---------- DATA TO USE ----------
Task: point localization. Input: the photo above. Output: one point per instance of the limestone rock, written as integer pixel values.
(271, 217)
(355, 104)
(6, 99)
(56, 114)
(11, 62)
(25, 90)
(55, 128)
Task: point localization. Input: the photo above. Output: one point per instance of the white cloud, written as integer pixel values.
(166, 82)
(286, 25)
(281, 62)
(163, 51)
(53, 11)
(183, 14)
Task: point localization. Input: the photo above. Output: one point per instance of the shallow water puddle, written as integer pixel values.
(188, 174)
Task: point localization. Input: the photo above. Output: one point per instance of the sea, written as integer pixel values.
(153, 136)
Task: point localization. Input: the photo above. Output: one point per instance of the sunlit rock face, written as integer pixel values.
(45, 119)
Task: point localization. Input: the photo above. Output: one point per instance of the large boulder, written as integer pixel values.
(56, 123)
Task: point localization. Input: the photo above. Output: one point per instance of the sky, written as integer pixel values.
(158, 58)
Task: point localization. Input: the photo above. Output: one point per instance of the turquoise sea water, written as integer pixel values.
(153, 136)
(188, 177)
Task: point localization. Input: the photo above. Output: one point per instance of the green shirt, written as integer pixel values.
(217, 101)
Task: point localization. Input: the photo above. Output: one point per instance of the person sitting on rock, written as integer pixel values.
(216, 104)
----------
---------- DATA TO USE ----------
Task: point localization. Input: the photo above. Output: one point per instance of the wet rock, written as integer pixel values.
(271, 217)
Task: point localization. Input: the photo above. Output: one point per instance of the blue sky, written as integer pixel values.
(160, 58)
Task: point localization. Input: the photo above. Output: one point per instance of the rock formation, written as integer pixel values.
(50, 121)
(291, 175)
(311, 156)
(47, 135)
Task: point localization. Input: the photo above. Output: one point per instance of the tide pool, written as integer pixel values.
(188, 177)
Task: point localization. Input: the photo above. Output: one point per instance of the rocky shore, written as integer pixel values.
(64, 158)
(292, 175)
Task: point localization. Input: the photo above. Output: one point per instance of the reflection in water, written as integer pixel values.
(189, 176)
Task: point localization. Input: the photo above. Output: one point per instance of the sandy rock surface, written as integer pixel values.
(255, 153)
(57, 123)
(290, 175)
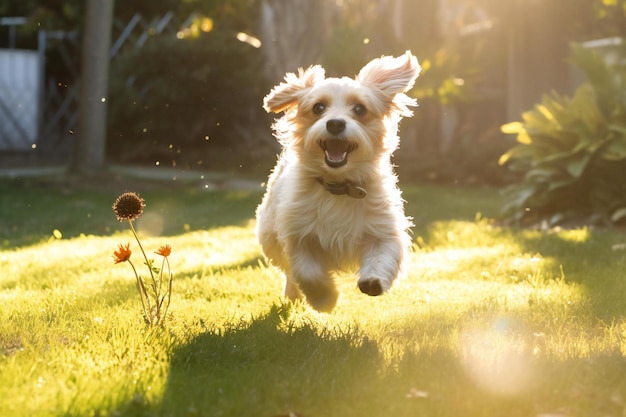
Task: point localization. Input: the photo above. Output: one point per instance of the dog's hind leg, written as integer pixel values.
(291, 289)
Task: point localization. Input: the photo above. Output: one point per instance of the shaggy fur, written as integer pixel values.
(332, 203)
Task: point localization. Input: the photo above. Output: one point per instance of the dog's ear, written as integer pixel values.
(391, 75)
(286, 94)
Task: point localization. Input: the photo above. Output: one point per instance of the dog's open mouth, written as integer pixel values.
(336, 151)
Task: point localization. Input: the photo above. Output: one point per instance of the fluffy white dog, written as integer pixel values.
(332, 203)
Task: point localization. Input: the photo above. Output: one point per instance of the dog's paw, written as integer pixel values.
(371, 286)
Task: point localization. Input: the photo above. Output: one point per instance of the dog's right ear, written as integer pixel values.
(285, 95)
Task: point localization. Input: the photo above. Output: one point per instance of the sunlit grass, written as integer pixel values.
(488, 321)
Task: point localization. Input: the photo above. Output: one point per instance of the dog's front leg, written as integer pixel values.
----------
---------- DATA TO USE ----------
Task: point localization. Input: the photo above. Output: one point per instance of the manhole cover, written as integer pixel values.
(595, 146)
----------
Where the data above reaches the line holding "right ear, written as integer pixel values.", begin printing, and stop after the line holding "front leg, written as integer pixel values.". Each line must be reproduced exactly, with nothing else added.

Task: point localization. Input: the photo above. Output: one point per instance of the dog's right ear, written as integer pixel values.
(285, 95)
Task: point localization. Input: the photo above. Output: one point per instance of the sunlit grass, written as integer pixel values.
(488, 321)
Task: point localization. Input: the photo above. Output: one point per instance of the dog's front leg, written as integer pixel values.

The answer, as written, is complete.